# Written task 1:
Output the first lines of the listing verbatim, from its opening line through the line containing "path_fill_rule: evenodd", both ends included.

Last week, the House Republican Conference voted 102-84 to lift their decade-old ban on the practice of earmarks by secret ballot, smoothing the way for a bipartisan resurrection of the practice.

The news follows the Feb. 26, 2021 announcement by House Appropriations Committee Chair Rosa DeLauro (D-Conn.) that House Members would be able to request funding for specific projects that would benefit their districts during the fiscal year (FY) 2022 appropriations process. Earmarks, now rebranded as “Community Project Funding” or “CPF,” allow Members of Congress to steer federal spending to benefit specific projects or entities, usually in their home states or districts.

The Senate is widely expected to craft its own process for including CPF in its appropriations process, but neither a timeline nor a formal agreement between the chamber’s leaders has been announced. However, both Senate Appropriations Committee Chairman Patrick Leahy (D-Vt.) and his Republican colleague, Vice Chairman Richard Shelby (R-Ala.), have signaled support for the return of reformed earmarks.

# Written task 2:
Answer these questions about the earmarks passage:
(a) What was the vote count by which the House Republican Conference lifted its ban on earmarks?
(b) What new name have earmarks been given?
(c) Who made the Feb. 26, 2021 announcement about House Members requesting project funding?

# Input data:
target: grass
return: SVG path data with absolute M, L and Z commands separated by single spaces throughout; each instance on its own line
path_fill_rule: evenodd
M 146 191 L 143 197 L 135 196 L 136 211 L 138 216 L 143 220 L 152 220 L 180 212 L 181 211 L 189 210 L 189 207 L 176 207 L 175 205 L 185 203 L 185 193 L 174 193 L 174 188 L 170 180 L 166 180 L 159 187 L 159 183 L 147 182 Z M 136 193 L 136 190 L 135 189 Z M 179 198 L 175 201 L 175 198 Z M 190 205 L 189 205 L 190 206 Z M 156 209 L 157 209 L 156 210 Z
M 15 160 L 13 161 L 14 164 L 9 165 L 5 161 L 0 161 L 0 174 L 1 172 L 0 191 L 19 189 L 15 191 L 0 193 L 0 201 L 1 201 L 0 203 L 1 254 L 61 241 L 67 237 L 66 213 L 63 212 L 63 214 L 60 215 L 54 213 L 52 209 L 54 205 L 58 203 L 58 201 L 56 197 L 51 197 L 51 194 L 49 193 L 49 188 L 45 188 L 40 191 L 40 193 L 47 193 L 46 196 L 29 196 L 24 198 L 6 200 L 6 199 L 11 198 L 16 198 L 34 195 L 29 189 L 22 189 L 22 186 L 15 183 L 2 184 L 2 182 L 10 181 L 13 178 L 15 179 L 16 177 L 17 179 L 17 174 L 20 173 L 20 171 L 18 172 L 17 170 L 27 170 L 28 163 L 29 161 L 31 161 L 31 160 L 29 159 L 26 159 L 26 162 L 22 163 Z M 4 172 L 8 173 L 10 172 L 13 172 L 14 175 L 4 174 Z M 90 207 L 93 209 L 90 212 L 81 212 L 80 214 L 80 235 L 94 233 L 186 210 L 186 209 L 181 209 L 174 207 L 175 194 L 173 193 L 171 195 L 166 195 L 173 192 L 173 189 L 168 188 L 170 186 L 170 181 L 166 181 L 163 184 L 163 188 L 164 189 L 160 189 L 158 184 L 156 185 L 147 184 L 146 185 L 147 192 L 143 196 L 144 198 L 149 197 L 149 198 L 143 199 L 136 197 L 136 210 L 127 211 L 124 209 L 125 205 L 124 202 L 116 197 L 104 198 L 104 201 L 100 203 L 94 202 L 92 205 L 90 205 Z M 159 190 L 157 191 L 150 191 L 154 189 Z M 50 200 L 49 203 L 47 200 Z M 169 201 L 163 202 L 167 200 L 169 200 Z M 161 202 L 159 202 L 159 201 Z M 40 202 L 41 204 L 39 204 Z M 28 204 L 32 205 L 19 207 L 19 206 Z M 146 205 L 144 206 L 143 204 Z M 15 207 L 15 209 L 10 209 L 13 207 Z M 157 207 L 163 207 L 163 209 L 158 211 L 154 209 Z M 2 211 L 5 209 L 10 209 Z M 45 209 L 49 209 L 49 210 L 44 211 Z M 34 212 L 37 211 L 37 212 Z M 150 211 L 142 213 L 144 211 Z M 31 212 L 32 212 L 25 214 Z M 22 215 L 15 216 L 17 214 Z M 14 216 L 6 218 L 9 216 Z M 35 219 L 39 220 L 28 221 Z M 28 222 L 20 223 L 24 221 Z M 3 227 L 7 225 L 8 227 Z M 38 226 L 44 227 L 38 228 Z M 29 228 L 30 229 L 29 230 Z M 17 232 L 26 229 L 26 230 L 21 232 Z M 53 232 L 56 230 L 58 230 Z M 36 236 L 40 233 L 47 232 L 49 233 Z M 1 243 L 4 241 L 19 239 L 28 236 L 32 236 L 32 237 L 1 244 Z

# Written answer 1:
target: grass
return: SVG path data with absolute M, L and Z commands separated by single spaces throughout; each instance on its own line
path_fill_rule: evenodd

# Written answer 2:
(a) 102-84
(b) "Community Project Funding," or "CPF"
(c) House Appropriations Committee Chair Rosa DeLauro (D-Conn.)